Set problem => The data below must be copied in full and without any change.

Dataset rows on where objects appear
========
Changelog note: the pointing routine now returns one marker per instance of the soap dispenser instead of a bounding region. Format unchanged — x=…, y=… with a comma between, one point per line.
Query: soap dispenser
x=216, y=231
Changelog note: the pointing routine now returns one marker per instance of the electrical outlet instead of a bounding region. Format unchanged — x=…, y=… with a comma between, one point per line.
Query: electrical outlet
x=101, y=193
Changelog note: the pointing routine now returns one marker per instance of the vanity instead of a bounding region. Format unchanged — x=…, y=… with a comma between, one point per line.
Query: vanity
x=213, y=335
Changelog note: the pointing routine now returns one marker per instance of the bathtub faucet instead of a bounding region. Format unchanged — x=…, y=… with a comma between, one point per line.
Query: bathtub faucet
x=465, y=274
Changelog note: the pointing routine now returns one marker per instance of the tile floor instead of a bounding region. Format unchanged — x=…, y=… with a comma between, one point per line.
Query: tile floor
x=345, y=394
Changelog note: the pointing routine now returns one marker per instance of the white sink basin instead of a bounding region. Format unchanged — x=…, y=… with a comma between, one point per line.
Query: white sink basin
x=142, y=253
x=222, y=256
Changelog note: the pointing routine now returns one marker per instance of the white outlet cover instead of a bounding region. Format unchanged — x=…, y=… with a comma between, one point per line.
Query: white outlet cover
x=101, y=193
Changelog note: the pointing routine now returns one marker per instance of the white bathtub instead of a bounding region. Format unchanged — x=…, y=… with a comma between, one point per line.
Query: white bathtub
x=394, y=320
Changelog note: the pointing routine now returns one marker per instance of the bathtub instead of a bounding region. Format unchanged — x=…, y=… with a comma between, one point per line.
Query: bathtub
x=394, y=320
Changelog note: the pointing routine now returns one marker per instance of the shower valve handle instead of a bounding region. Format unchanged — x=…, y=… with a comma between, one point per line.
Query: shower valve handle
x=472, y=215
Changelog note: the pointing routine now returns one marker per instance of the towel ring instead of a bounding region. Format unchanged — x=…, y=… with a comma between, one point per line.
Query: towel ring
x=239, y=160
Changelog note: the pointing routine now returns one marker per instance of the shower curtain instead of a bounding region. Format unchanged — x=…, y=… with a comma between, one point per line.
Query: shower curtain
========
Correct result =>
Changelog note: the pointing routine now returns one marker per instance of the soap dispenser instead of a bounding region. Format unchanged — x=…, y=… with a comma between, one point per line.
Query: soap dispenser
x=216, y=231
Changelog note: the pointing routine now returns one marker per instance of the electrical outlet instead of a bounding region. Format unchanged — x=…, y=… with a comma between, one point per line.
Query: electrical outlet
x=101, y=193
Changelog note: the pointing routine now returns one marker per instance of the vanity instead of a bounding region. Format unchanged — x=…, y=… with a comma between, one point per line.
Query: vanity
x=213, y=335
Changelog note: the pointing routine now returns one marker per instance of the bathtub faucet instead of a bounding region. Format unchanged — x=…, y=… with a comma between, one point per line.
Query: bathtub faucet
x=465, y=274
Changelog note: the pointing routine now returns one marker per instance of the tile floor instead of a bounding region. Format unchanged — x=…, y=… with a comma between, one point per line.
Query: tile floor
x=345, y=394
Changelog note: the pointing routine now returns one marker per instance of the white sink basin instead of a bounding region. Format unchanged — x=…, y=… with a comma between, one point per line.
Query: white sink basin
x=142, y=253
x=222, y=256
Changelog note: the pointing routine now returns one marker per instance of the white outlet cover instead of a bounding region. Format unchanged — x=…, y=… with a comma between, one point per line.
Query: white outlet cover
x=101, y=193
Changelog note: the pointing routine now returns one marker per instance of the white bathtub instead of a bounding region. Format unchanged — x=…, y=… with a comma between, one point per line.
Query: white bathtub
x=394, y=320
Changelog note: the pointing routine now returns one marker per instance of the bathtub instead of a bounding region. Format unchanged — x=…, y=… with a comma between, one point per line.
Query: bathtub
x=394, y=320
Changelog note: the pointing routine now returns one marker per instance of the shower valve handle instead of a bounding region. Format unchanged — x=…, y=… with a comma between, one point per line.
Query: shower valve handle
x=472, y=215
Changelog note: the pointing routine now returns one marker per instance of the towel ring instead of a bounding region. Format unchanged — x=…, y=… with a comma between, one point per line.
Query: towel ring
x=239, y=160
Changelog note: the pointing routine now returns one marker per instance of the shower curtain instead of a bounding region. Format unchanged — x=…, y=… with a comma between, one point per line.
Query: shower curtain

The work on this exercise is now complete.